INSTRUCTION A:
According to the post about home power use, what is the biggest single power user in the house?
INSTRUCTION B:
Copy word for word the part of the post about home power use that runs from "We use propane" up to and including "bit of power.".

We use propane for cooking and hot water, and backup heat a few times a year when we will be gone for a few days in the winter. We heat with wood.

One refrigerator is propane and the big one upstairs is electric. 

We have satellite dishes for internet and tv. Tv is the biggest single power user in the house.

All lighting is zoned to death so we don't waste power. For instance, I'm in the upstairs great room and count 17 light fixtures on 8 circuits. The master bedroom/bath has 13 fixtures etc. etc.

We have a cell phone amplifier system that uses power. Driveway alarm uses power. 8 smoke detectors and lots of GFI indicator lights all use a bit of power. 


Have a backup generator or two - they break when the snow is deepest.

Have a good way to store generator fuel or else plan on going to town every week or so in winter. Enjoy the summer sun up there!

Items listed in a dataset:
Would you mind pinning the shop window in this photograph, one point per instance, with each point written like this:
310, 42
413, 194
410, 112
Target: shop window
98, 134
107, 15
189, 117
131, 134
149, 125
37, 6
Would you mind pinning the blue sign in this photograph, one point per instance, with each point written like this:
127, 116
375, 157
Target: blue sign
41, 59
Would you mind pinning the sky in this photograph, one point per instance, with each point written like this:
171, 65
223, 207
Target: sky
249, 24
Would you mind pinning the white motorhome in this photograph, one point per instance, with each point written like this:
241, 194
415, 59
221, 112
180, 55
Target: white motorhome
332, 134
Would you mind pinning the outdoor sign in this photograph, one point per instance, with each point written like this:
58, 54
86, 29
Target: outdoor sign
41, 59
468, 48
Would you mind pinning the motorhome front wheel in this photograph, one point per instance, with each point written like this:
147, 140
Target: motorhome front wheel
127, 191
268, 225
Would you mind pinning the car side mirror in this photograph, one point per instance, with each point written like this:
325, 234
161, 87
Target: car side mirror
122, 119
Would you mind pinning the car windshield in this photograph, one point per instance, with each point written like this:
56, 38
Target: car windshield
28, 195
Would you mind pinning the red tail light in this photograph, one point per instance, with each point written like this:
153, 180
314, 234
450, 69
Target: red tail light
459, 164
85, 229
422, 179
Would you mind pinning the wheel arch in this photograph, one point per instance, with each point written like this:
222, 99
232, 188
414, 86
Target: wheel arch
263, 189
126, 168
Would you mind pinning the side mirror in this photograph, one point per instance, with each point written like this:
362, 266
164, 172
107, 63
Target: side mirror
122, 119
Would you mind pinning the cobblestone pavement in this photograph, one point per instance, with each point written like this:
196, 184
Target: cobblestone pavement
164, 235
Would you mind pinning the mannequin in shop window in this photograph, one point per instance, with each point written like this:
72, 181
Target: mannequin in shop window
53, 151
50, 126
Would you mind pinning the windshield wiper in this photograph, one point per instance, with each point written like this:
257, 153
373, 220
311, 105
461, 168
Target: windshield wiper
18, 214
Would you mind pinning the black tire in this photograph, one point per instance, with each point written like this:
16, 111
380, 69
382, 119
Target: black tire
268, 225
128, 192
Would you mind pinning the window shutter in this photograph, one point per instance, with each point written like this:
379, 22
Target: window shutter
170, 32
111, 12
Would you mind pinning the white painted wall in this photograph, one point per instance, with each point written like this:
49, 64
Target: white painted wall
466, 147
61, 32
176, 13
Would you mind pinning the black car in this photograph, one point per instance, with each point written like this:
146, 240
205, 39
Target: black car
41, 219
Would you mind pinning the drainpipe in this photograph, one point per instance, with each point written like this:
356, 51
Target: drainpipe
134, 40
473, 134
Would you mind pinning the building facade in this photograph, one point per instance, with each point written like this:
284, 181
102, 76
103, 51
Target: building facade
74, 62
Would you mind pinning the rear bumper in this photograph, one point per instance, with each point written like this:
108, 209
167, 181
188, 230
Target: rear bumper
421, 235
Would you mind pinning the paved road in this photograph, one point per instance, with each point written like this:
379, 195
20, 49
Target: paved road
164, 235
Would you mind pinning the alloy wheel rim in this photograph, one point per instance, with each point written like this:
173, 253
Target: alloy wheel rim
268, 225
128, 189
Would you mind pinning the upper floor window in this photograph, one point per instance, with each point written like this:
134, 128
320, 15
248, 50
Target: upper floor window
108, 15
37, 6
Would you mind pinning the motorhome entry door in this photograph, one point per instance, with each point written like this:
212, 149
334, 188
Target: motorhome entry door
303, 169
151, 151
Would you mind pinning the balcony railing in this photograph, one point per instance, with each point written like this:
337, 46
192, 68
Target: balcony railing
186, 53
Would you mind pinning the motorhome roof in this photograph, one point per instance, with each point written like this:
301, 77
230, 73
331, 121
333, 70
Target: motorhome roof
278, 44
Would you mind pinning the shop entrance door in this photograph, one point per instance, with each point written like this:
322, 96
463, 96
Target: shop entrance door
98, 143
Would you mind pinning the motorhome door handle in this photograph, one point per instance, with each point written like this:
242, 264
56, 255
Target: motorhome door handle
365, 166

FINISHED ANSWER A:
The TV.

FINISHED ANSWER B:
We use propane for cooking and hot water, and backup heat a few times a year when we will be gone for a few days in the winter. We heat with wood.

One refrigerator is propane and the big one upstairs is electric. 

We have satellite dishes for internet and tv. Tv is the biggest single power user in the house.

All lighting is zoned to death so we don't waste power. For instance, I'm in the upstairs great room and count 17 light fixtures on 8 circuits. The master bedroom/bath has 13 fixtures etc. etc.

We have a cell phone amplifier system that uses power. Driveway alarm uses power. 8 smoke detectors and lots of GFI indicator lights all use a bit of power.